**TASK OBJECTIVE:** List each line of the data below that contains the word "positive", copying every such line in full. Case matters when matching.

**Records taken from a dataset:**

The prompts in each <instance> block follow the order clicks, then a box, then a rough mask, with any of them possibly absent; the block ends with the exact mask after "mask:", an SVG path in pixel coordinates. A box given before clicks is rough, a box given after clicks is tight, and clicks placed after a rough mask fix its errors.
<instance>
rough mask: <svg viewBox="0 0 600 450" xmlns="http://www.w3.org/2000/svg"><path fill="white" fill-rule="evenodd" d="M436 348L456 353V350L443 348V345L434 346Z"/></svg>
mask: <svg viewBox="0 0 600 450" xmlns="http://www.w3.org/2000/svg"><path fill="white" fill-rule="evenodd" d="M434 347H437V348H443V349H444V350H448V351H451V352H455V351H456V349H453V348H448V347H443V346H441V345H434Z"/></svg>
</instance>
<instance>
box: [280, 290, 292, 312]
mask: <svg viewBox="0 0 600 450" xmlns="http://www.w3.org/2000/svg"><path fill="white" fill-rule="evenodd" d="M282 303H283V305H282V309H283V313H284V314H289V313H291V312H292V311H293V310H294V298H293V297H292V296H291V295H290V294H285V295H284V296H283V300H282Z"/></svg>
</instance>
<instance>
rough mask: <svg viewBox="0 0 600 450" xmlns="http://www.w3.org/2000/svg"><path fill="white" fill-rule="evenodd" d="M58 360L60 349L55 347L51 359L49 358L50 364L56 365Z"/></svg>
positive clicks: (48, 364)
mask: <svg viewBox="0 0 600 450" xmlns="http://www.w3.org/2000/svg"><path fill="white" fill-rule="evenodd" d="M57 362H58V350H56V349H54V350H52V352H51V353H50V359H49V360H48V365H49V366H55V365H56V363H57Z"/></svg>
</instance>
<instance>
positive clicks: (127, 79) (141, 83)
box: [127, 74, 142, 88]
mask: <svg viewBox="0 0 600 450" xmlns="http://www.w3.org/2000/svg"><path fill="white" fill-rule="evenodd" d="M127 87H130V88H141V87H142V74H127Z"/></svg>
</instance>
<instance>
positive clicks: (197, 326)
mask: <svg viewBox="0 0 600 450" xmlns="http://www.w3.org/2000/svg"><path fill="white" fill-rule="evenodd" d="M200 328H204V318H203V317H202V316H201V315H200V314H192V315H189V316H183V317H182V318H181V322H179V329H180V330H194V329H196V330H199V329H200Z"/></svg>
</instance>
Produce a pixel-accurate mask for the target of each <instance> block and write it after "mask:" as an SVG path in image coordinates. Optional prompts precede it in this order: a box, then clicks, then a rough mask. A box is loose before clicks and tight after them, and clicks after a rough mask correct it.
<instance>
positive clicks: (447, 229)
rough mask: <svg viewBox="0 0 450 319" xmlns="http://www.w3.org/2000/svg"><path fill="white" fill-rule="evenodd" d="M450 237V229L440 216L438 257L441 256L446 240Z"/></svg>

**SOLUTION:**
positive clicks: (48, 364)
positive clicks: (127, 79) (141, 83)
positive clicks: (197, 326)
positive clicks: (447, 229)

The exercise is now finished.